Dataset records about object locations

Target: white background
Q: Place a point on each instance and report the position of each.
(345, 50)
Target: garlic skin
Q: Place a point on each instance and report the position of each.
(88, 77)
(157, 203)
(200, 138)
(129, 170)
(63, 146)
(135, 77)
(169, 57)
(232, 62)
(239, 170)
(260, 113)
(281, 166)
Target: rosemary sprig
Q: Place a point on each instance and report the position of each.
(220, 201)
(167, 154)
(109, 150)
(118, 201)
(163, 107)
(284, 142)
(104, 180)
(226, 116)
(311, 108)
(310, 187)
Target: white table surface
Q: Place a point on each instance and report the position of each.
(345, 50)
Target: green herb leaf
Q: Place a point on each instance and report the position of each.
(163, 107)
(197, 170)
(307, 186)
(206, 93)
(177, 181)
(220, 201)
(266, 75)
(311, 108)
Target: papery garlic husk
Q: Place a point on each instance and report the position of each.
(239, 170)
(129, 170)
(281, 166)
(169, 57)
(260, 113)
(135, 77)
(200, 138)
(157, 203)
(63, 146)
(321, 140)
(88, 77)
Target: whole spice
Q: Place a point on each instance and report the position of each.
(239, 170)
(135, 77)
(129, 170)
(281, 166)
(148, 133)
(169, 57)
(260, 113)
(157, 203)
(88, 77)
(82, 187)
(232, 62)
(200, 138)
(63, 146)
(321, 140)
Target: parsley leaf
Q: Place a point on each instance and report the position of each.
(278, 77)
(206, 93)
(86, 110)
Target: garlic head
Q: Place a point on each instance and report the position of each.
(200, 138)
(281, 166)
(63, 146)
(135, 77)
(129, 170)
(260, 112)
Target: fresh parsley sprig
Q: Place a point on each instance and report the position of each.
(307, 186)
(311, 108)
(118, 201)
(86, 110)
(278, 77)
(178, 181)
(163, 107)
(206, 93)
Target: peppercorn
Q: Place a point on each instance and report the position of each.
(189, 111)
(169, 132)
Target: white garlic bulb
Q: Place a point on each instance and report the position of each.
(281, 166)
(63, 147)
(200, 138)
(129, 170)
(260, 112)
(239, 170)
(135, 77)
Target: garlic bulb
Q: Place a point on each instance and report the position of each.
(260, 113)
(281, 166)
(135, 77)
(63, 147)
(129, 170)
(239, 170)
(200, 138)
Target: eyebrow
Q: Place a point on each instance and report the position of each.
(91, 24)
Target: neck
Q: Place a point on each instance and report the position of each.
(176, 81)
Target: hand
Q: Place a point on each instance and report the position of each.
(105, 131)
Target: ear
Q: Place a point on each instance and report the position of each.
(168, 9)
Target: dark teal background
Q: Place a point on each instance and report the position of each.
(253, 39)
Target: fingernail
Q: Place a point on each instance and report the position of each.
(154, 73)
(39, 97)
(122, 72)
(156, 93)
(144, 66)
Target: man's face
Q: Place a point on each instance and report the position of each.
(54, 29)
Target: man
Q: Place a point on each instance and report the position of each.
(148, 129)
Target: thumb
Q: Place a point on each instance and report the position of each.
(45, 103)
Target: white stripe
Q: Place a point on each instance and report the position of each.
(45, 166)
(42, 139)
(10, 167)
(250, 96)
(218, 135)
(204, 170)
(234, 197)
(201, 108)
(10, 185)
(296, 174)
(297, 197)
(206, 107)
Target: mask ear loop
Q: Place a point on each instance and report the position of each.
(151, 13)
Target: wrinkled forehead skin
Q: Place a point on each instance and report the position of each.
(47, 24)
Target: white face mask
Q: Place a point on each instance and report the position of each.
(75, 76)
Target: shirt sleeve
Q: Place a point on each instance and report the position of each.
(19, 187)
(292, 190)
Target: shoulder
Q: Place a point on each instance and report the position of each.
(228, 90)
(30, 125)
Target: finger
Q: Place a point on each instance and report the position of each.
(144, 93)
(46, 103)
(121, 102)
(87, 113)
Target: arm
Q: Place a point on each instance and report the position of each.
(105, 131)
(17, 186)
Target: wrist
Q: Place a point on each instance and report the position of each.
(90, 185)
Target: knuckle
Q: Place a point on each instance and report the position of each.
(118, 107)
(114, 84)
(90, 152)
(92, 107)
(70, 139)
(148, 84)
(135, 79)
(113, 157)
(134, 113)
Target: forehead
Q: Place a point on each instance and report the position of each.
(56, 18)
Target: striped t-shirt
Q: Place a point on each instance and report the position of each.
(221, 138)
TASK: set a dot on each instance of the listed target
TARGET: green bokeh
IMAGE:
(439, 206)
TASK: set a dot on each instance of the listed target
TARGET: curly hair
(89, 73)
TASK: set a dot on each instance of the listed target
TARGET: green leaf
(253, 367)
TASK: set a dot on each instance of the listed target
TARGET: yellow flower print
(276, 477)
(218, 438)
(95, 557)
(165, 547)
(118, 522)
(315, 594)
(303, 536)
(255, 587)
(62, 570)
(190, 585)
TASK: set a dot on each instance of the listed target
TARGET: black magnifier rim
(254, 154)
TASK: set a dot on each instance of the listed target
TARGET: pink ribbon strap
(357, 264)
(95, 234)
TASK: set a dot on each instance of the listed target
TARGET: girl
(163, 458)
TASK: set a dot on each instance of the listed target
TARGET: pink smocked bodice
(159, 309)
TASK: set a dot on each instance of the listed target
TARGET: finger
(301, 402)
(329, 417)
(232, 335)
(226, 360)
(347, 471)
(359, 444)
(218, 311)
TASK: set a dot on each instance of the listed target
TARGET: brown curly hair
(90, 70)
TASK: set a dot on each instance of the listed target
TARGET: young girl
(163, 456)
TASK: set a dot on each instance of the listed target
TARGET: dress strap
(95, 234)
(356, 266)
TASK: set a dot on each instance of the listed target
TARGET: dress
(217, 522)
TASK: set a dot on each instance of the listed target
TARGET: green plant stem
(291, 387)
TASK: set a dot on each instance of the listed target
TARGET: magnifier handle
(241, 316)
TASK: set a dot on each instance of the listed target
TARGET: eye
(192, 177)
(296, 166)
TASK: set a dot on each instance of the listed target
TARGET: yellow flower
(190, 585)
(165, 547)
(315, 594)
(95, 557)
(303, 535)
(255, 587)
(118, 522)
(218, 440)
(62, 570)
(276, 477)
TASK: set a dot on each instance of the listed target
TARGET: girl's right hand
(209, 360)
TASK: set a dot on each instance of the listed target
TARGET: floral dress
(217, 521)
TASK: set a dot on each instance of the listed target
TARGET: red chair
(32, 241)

What is required: Retype the whole listing above exactly.

Exercise response:
Target: white background
Q: Place a point on each instance and report the position of each.
(345, 50)
Target: garlic skin
Q: Place a point on each instance and report the position of each.
(88, 77)
(157, 203)
(200, 138)
(129, 170)
(63, 146)
(135, 77)
(169, 57)
(232, 62)
(239, 170)
(260, 113)
(281, 166)
Target: rosemary sprig
Q: Place a point on each instance and report the position of each.
(220, 201)
(167, 154)
(109, 150)
(118, 201)
(163, 107)
(284, 142)
(104, 180)
(226, 116)
(311, 108)
(310, 187)
Target: white table surface
Q: Place a point on each instance and report the position of each.
(345, 50)
Target: green herb leaf
Q: Place a point on each instance and report the position of each.
(163, 107)
(197, 170)
(307, 186)
(206, 93)
(177, 181)
(220, 201)
(266, 75)
(311, 108)
Target: papery garlic husk
Q: Place a point on each instance and report the position of each.
(239, 170)
(129, 170)
(281, 166)
(169, 57)
(260, 113)
(135, 77)
(200, 138)
(157, 203)
(63, 146)
(321, 140)
(88, 77)
Target: whole spice
Q: Place a point on each instance and report the position of each.
(239, 170)
(135, 77)
(129, 170)
(281, 166)
(148, 133)
(169, 57)
(260, 113)
(157, 203)
(88, 77)
(82, 187)
(232, 62)
(200, 138)
(63, 146)
(321, 140)
Target: parsley leaf
Q: Place a point on each instance and report the position of each.
(278, 77)
(206, 93)
(86, 110)
Target: garlic head
Q: Place a point on each instance and report the position of each.
(200, 138)
(281, 166)
(63, 146)
(135, 77)
(129, 170)
(260, 112)
Target: fresh parsley sprig
Q: Place a point on each instance and report the position of each.
(307, 186)
(311, 108)
(118, 201)
(86, 110)
(278, 77)
(178, 181)
(163, 107)
(206, 93)
Target: peppercorn
Q: Place a point on each instance and report the position of each.
(189, 111)
(169, 132)
Target: white garlic bulb
Q: Place a point on each instance and report the position of each.
(281, 166)
(63, 147)
(200, 138)
(129, 170)
(260, 112)
(239, 170)
(135, 77)
Target: garlic bulb
Q: Place a point on each instance and report the position of each.
(260, 113)
(281, 166)
(135, 77)
(63, 147)
(129, 170)
(239, 170)
(200, 138)
Target: eyebrow
Q: Place a point on each instance and report the position of each.
(91, 24)
Target: neck
Q: Place a point on each instance and report the position of each.
(176, 81)
Target: hand
Q: Place a point on each instance and report the position of each.
(105, 131)
Target: ear
Q: Place a point on each instance and report the position of each.
(168, 9)
Target: dark teal background
Q: Place a point on each instance and report the position of each.
(253, 39)
Target: fingernail
Q: Place a point on each instance and report the position of each.
(154, 73)
(39, 97)
(122, 72)
(156, 93)
(144, 66)
Target: man's face
Q: Place a point on each instance and report the position of each.
(54, 29)
Target: man
Q: Place a point on each instance and report the position of each.
(148, 129)
Target: thumb
Q: Place a point on each instance and report the position of each.
(45, 103)
Target: white stripe
Q: Place a point on each instance and report the position of each.
(45, 166)
(42, 139)
(10, 167)
(250, 96)
(218, 135)
(204, 170)
(234, 197)
(201, 108)
(10, 185)
(296, 174)
(297, 197)
(206, 107)
Target: mask ear loop
Q: Place a point on each instance and report the position of each.
(151, 13)
Target: wrinkled forehead skin
Q: Place a point on each instance and report the position of each.
(47, 24)
Target: white face mask
Q: Place a point on each instance and report the position of each.
(75, 76)
Target: shirt sleeve
Q: Place a point on each instance and report the position of each.
(19, 187)
(292, 190)
Target: shoulder
Q: Place a point on each instance and report the position of each.
(228, 90)
(30, 125)
Target: finger
Q: Place a point on each instance and report the position of each.
(144, 93)
(46, 103)
(121, 102)
(87, 113)
Target: arm
Q: Place a point on each instance and report the position of each.
(105, 131)
(17, 186)
Target: wrist
Q: Place a point on each instance and report the position of each.
(90, 185)
Target: knuckle
Q: Place a point on each instance and report the position of each.
(118, 107)
(114, 84)
(90, 152)
(92, 107)
(70, 139)
(148, 84)
(135, 79)
(113, 157)
(134, 113)
Target: forehead
Q: Place a point on each instance and report the position of each.
(56, 18)
Target: striped t-shirt
Q: Place a point on each instance and report the position of each.
(221, 138)
TASK: set a dot on each instance of the listed target
TARGET: green bokeh
IMAGE:
(439, 206)
TASK: set a dot on each instance of the listed target
TARGET: curly hair
(89, 73)
TASK: set a dot on each instance of the listed target
TARGET: green leaf
(253, 367)
TASK: set a dot on each instance of the listed target
TARGET: yellow flower print
(276, 477)
(218, 438)
(95, 557)
(165, 547)
(118, 522)
(315, 594)
(303, 536)
(255, 587)
(62, 570)
(190, 585)
TASK: set a dot on each instance of the listed target
TARGET: black magnifier rim
(254, 154)
TASK: set a dot on each instance of the listed target
TARGET: pink ribbon strap
(357, 264)
(95, 234)
TASK: set a dot on each instance of the listed target
TARGET: girl
(163, 458)
TASK: set a dot on each instance of the listed target
TARGET: pink smocked bodice
(159, 309)
TASK: set a dot on each instance of the listed target
TARGET: finger
(301, 402)
(329, 417)
(232, 335)
(226, 360)
(347, 471)
(359, 444)
(218, 311)
TASK: set a dot on each instance of the listed target
TARGET: brown curly hair
(90, 70)
TASK: set a dot on each instance of the listed target
TARGET: young girl
(163, 456)
TASK: set a dot on each instance of the listed target
TARGET: dress strap
(95, 234)
(356, 266)
TASK: set a dot on each instance of the listed target
TARGET: dress
(217, 522)
TASK: set a dot on each instance of the listed target
TARGET: green plant stem
(291, 387)
TASK: set a dot on each instance of the listed target
TARGET: magnifier handle
(241, 316)
TASK: set a dot on each instance of the listed target
TARGET: eye
(192, 177)
(296, 166)
TASK: set a dot on each instance of the listed target
TARGET: yellow flower
(190, 585)
(165, 547)
(315, 594)
(95, 557)
(303, 535)
(255, 587)
(118, 522)
(218, 440)
(62, 570)
(276, 477)
TASK: set a dot on each instance of the listed target
TARGET: girl's right hand
(209, 360)
TASK: set a dot on each instance of the listed target
TARGET: floral dress
(217, 521)
TASK: set a dot on each instance of the listed target
TARGET: red chair
(32, 241)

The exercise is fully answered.